▸ Work to complete
Copy each of the records exactly; leave nothing out.

▸ Records provided

===============

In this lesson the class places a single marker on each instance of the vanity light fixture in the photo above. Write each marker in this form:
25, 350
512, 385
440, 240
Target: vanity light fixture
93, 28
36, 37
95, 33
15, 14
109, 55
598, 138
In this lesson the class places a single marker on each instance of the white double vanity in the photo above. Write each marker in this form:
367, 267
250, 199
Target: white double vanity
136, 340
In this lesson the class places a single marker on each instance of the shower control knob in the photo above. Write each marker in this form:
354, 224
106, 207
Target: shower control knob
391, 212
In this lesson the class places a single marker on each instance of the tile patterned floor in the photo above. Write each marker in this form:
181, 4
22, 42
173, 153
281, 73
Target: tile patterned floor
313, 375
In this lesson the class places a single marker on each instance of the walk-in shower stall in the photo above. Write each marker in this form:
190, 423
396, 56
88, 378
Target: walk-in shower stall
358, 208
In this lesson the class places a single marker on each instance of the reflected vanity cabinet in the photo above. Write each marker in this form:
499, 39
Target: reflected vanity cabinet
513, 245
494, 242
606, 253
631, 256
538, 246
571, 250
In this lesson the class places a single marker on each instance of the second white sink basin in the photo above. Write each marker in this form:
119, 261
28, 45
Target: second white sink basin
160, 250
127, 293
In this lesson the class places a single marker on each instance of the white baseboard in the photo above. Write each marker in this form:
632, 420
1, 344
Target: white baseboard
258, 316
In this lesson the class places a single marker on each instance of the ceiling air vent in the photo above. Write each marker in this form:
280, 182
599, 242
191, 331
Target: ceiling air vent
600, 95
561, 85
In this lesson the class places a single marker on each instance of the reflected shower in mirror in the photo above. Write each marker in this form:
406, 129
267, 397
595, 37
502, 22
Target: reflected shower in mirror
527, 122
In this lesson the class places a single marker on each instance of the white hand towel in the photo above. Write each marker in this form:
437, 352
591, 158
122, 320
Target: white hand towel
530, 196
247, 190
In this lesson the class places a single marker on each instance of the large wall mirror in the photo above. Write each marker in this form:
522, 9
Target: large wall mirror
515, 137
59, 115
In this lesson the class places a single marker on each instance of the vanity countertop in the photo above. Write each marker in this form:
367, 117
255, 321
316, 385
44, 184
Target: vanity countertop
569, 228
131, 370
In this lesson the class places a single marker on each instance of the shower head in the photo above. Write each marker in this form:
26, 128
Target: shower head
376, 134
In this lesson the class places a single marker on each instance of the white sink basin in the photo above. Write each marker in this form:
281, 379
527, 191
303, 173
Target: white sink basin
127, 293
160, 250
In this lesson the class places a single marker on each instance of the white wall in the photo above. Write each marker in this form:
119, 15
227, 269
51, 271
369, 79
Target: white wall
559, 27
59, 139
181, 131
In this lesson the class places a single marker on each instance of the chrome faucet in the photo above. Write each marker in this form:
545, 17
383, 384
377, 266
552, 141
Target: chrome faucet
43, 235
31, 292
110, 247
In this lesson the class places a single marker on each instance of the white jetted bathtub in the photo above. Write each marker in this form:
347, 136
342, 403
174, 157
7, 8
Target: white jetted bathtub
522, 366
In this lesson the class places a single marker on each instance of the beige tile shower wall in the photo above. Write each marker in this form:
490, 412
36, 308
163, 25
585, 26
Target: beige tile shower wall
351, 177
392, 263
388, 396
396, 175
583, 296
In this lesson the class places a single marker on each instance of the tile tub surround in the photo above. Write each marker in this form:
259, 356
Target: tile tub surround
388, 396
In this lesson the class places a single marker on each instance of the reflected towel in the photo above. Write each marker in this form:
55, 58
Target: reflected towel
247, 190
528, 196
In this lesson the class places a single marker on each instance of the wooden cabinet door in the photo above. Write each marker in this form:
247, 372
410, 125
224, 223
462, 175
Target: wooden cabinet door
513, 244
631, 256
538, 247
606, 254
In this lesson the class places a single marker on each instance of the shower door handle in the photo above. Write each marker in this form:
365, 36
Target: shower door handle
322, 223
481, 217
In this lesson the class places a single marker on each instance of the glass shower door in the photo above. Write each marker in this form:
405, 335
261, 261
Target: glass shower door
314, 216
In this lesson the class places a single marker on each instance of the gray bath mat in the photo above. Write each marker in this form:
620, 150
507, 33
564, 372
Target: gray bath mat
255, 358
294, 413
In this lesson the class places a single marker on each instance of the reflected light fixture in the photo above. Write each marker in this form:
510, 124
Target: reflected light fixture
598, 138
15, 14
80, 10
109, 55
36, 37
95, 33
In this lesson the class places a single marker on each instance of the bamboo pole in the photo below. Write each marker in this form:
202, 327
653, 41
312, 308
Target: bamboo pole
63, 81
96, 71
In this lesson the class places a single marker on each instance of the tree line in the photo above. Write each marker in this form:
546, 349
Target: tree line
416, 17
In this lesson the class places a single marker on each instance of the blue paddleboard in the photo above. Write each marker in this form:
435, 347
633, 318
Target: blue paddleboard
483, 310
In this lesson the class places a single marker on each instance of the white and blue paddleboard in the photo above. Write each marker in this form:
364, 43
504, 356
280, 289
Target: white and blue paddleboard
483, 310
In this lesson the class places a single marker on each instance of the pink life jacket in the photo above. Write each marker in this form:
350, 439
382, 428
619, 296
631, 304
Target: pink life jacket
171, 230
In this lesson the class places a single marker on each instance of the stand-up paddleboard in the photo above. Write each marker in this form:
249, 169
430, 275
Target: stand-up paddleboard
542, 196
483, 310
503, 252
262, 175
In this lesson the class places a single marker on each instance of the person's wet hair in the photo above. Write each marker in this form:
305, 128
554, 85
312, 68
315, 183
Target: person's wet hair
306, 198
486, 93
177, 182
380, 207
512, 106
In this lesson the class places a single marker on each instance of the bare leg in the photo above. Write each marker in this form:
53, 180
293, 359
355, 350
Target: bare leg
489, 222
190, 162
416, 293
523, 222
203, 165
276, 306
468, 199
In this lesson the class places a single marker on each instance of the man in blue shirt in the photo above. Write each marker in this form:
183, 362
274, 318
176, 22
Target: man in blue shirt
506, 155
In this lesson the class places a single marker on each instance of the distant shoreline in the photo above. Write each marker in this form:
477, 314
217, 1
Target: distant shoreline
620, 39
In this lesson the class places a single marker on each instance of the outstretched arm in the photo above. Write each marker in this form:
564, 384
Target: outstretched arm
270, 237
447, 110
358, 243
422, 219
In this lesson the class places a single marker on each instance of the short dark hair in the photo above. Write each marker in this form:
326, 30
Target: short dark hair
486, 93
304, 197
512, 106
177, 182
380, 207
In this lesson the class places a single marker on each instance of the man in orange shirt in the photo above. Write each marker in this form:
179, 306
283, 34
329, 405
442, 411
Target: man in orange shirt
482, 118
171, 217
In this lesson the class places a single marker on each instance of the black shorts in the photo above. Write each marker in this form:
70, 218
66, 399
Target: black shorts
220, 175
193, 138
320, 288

===============

▸ Written response
In this lesson the class places a single marker on each instance of the vanity light fixture in the photo above. Write each marker in this form:
25, 350
512, 385
440, 240
Target: vanity light fixture
93, 28
36, 37
95, 33
15, 14
109, 55
598, 138
In this lesson the class places a single marker on each instance of the white double vanity in the photo above. Write each marker in this form:
367, 267
250, 199
Target: white double vanity
136, 340
In this lesson the class places a single marker on each instance of the shower control knob in the photo above. Write each marker in this form:
354, 224
106, 207
Target: shower control knob
391, 212
In this lesson the class places a single marker on each instance of the tile patterned floor in the photo above. Write each marker in this form:
181, 4
22, 42
173, 153
281, 73
Target: tile patterned floor
313, 375
In this lesson the class places a single marker on each instance of the walk-in shower stall in the photo above. Write each marker in this form:
190, 423
396, 56
88, 378
Target: walk-in shower stall
358, 208
In this lesson the class places a single marker on each instance of the reflected vanity cabinet in the photo above. Write each marker in this form:
499, 39
Target: reflected vanity cabinet
513, 245
494, 242
606, 253
631, 256
538, 246
571, 250
In this lesson the class places a single marker on each instance of the second white sink basin in the photo above. Write each marker in this form:
119, 261
28, 45
Target: second white sink basin
160, 250
127, 293
In this lesson the class places a single marker on each instance of the white baseboard in the photo above. Write each marker in this form:
632, 420
1, 344
Target: white baseboard
258, 316
In this lesson the class places a single marker on each instance of the ceiling air vent in the photo above. Write each marker in this form:
280, 182
599, 242
191, 331
Target: ceiling air vent
600, 95
561, 85
In this lesson the class places a single marker on each instance of the reflected shower in mirror in the photo above. Write each marker in this form:
406, 129
267, 397
595, 37
502, 22
Target: reflected shower in mirror
527, 122
In this lesson the class places a single marker on each instance of the white hand towel in the photo above. Write each marker in this form:
437, 352
591, 158
122, 320
Target: white hand towel
530, 196
247, 190
In this lesson the class places a single marker on each instance of the large wall mirror in the photo above. Write each marker in this form:
522, 9
Target: large wall mirror
515, 137
59, 115
In this lesson the class places a single marker on each instance of the vanity countertop in the photo above. Write each marker in this form:
367, 117
255, 321
316, 385
44, 184
Target: vanity countertop
569, 228
131, 370
In this lesson the class places a single marker on each instance of the shower head in the photo above. Write each marker in this form:
26, 128
Target: shower head
376, 134
In this lesson the class places a single marker on each instance of the white sink basin in the photo above. Write each marker in this form:
281, 379
527, 191
303, 173
Target: white sink basin
127, 293
160, 250
In this lesson the class places a single marker on each instance of the white wall in the photo above. Write each marker in this form:
119, 15
227, 269
51, 271
369, 79
Target: white wall
559, 27
59, 139
181, 131
In this lesson the class places a single marker on each instance of the chrome faucet in the photo above. Write each marker in this form:
545, 17
383, 384
377, 266
552, 141
Target: chrome faucet
43, 235
31, 292
110, 247
In this lesson the class places a single marker on each instance of the white jetted bathtub in the photo above. Write each marker in this form:
347, 136
342, 403
174, 157
7, 8
Target: white jetted bathtub
522, 366
In this lesson the class places a single marker on each instance of the beige tile shower wall in the photo above. Write each marker in this form:
490, 412
36, 308
163, 25
585, 26
Target: beige tile shower wall
351, 177
392, 263
388, 396
396, 175
583, 296
In this lesson the class places a single marker on each instance of the tile tub surround in the photo above. Write each marker in this form:
259, 356
Target: tile tub surround
388, 396
In this lesson the class places a single marker on each instance of the reflected towel in the photo above. Write each marker in this form:
55, 58
Target: reflected towel
247, 190
528, 196
In this lesson the class places a single marker on each instance of the wooden cabinet door in the photo above. Write each marker in this form:
247, 372
410, 125
224, 223
462, 175
Target: wooden cabinet door
513, 244
631, 256
538, 247
606, 254
In this lesson the class places a single marker on each instance of the shower door handle in the photo above. Write each marker in this form:
365, 36
Target: shower door handle
322, 223
481, 217
In this lesson the class places a single marker on each instance of the glass shower door in the photo above. Write each marker in this form:
405, 335
261, 261
Target: glass shower door
314, 216
In this lesson the class places a single marker on each instance of the gray bath mat in the photo above. Write each marker in this form:
620, 150
507, 33
564, 372
Target: gray bath mat
255, 358
294, 413
In this lesson the class places a single marker on each instance of the reflected light fixture in the photo above. Write each marker in this form:
510, 124
Target: reflected light fixture
598, 138
15, 14
80, 10
109, 55
36, 37
95, 33
In this lesson the class places a single marker on each instance of the bamboo pole in the photo below. Write each marker in this form:
202, 327
653, 41
312, 308
Target: bamboo pole
63, 81
96, 71
In this lesson the class places a single marker on each instance of the tree line in the photo above. Write each marker in this form:
546, 349
Target: tree line
416, 17
In this lesson the class places a single marker on each instance of the blue paddleboard in the photo above. Write each marker in this form:
435, 347
633, 318
Target: blue paddleboard
483, 310
In this lesson the class places a single marker on each instance of the white and blue paddleboard in the photo above. Write each marker in this form:
364, 43
504, 356
280, 289
Target: white and blue paddleboard
483, 310
In this lesson the class places a single marker on each instance of the pink life jacket in the photo above. Write each marker in this form:
350, 439
382, 428
619, 296
631, 304
Target: pink life jacket
171, 230
In this lesson the class places a single marker on each instance of the stand-up paddleboard in the photo above. Write each marker in this form:
249, 169
430, 275
Target: stand-up paddleboard
542, 196
483, 310
503, 252
262, 175
In this lesson the class places a single marker on each instance of the person's wet hair in the photo above. Write each marker in this form:
305, 128
554, 85
312, 68
315, 183
Target: person's wet hair
306, 198
486, 93
177, 182
380, 207
512, 106
In this lesson the class places a single marker on each instance of the bare leg in the photo above. Write each marker in this form:
53, 180
293, 359
355, 350
Target: bare leg
489, 222
190, 162
416, 293
523, 222
203, 165
276, 306
468, 199
In this lesson the class places a single marker on each instance of the man in blue shirt in the photo above. Write each marker in this form:
183, 362
274, 318
176, 22
Target: man in blue shirt
506, 155
In this lesson the class places a single marker on each instance of the distant shoreline in the photo above. Write each marker in this form:
477, 314
217, 1
Target: distant shoreline
620, 39
In this lesson the class places a single marker on each instance of the outstretched arm in the photo above. Write each marker in this form:
564, 384
Target: outstretched arm
270, 237
447, 110
358, 243
422, 219
In this lesson the class places a single marker on each instance of the short dark hair in the photo above. Write each marker in this form:
326, 30
Target: short dark hair
486, 93
304, 197
512, 106
177, 182
380, 207
In this lesson the class places a single marker on each instance of the man in orange shirt in the photo above. Write each marker in this form:
179, 306
283, 34
329, 405
442, 411
Target: man in orange shirt
482, 118
171, 217
In this lesson the class places a single marker on each instance of the black shorts in the photo above. Write each marker in this form:
70, 218
66, 399
Target: black shorts
220, 175
193, 138
320, 288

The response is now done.